=== LISTED ENTRIES ===

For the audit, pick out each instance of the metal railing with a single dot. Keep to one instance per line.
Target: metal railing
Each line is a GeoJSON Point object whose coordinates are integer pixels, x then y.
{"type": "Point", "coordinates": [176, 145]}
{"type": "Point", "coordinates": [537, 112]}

===

## AIM
How many lines of the listing contain the string "metal"? Give only the number.

## RESULT
2